Extracted records
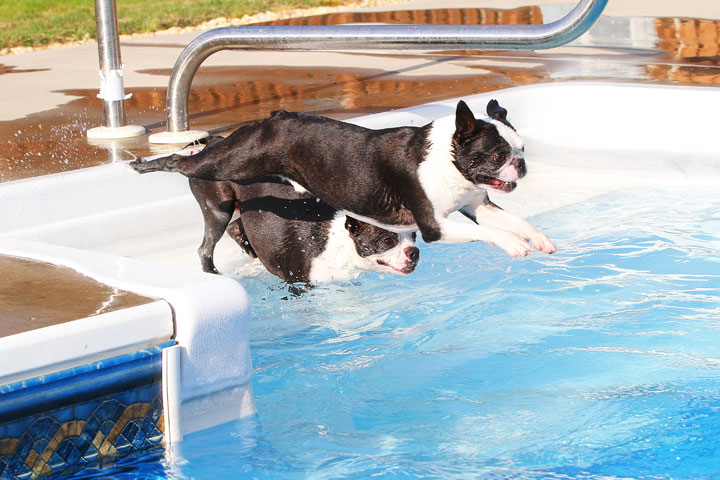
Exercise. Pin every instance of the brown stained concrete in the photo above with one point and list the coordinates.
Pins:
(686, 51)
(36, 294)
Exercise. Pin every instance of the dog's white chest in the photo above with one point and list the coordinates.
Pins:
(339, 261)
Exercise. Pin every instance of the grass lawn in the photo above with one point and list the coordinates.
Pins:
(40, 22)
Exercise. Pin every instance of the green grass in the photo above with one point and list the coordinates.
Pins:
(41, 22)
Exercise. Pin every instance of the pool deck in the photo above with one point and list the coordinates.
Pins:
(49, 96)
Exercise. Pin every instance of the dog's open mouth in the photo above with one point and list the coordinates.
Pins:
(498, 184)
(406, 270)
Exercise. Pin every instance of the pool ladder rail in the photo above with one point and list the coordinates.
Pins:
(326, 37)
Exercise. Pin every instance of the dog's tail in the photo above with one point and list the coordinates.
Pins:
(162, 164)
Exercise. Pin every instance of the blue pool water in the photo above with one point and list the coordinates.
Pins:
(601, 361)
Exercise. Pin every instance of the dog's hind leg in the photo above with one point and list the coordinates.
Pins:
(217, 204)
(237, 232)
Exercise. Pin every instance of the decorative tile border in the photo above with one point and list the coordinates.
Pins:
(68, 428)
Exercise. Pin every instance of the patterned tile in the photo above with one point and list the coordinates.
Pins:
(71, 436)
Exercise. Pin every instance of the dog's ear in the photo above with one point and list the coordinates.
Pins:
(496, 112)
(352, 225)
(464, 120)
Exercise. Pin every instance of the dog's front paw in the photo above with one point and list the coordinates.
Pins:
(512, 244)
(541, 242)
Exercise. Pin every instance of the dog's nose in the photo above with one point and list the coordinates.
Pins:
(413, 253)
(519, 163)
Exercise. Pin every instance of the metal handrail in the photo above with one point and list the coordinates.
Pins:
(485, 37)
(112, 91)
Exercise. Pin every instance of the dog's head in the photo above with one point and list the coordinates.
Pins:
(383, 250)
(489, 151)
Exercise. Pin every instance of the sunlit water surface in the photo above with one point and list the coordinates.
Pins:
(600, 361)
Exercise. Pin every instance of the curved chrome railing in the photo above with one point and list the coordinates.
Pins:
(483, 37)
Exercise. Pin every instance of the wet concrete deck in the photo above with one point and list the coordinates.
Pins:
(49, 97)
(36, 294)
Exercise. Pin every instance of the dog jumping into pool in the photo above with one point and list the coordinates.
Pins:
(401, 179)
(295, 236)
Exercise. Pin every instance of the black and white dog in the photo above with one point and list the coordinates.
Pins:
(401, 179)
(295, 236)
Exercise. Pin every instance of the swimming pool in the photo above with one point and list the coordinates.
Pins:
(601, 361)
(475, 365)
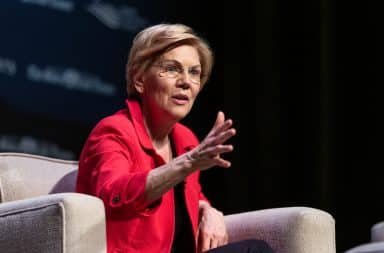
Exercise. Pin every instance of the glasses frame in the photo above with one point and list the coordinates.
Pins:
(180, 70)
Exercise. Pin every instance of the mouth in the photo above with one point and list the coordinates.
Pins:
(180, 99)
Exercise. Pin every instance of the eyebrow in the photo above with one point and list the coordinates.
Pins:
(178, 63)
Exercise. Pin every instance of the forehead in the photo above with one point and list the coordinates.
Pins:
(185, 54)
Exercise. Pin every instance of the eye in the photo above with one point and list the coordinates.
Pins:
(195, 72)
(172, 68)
--
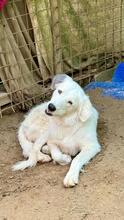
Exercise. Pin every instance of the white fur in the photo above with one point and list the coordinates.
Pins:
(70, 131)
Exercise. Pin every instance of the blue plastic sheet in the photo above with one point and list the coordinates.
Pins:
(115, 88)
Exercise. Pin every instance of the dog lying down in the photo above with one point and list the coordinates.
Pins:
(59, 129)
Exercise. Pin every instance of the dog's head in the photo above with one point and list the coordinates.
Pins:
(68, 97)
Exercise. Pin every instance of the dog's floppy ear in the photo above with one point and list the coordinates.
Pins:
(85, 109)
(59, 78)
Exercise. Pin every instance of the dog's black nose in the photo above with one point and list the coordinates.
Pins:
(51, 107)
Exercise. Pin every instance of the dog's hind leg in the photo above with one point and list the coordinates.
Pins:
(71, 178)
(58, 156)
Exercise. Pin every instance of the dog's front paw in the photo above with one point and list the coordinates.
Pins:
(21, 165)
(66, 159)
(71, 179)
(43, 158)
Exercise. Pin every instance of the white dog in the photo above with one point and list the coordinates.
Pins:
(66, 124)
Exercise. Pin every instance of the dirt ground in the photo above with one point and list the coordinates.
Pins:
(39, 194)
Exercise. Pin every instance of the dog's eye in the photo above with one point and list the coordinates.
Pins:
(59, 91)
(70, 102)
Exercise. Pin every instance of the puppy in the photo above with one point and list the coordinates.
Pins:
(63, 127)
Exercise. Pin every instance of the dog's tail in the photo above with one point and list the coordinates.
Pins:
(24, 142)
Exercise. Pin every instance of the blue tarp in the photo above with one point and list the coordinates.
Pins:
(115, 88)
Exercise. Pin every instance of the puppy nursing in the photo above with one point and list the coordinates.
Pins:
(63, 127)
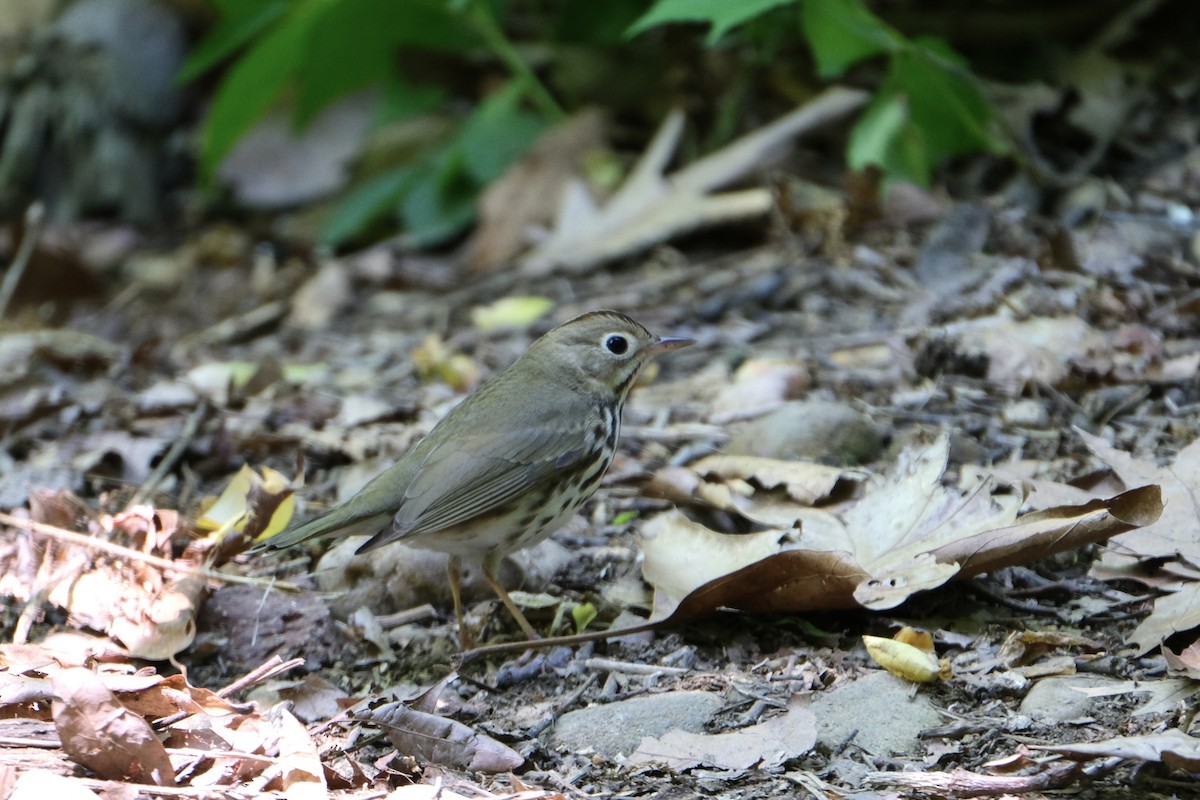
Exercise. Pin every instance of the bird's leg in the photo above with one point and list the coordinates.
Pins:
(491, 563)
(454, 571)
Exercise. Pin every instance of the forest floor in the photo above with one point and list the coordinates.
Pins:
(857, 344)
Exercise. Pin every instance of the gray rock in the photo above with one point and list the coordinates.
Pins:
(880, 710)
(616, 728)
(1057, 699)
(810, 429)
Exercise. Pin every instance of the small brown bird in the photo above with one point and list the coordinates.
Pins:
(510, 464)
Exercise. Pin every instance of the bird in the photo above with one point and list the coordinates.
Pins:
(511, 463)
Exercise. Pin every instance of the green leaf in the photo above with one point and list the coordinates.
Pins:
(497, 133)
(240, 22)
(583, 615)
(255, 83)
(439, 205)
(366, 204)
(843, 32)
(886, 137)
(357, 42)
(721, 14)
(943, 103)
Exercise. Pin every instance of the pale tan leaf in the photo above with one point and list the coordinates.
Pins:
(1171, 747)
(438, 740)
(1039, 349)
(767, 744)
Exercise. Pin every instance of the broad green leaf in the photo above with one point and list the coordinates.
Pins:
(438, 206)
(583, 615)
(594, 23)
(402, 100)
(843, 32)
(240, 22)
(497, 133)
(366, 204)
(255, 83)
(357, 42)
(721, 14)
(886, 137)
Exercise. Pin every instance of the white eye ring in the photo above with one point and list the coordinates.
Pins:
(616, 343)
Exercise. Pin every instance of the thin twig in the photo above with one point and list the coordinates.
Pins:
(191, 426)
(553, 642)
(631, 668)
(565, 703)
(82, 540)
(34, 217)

Assigned task
Report all lines in the records that include the string "bird".

Exercise response
Exercise. Pin every instance of the bird's leg in the photo above with one point and list the coordinates.
Exercise. Pin every instance of the small brown bird in the photo above with one point and list the coordinates.
Exercise. Pin every instance of the bird in the photo above with one point and list the coordinates.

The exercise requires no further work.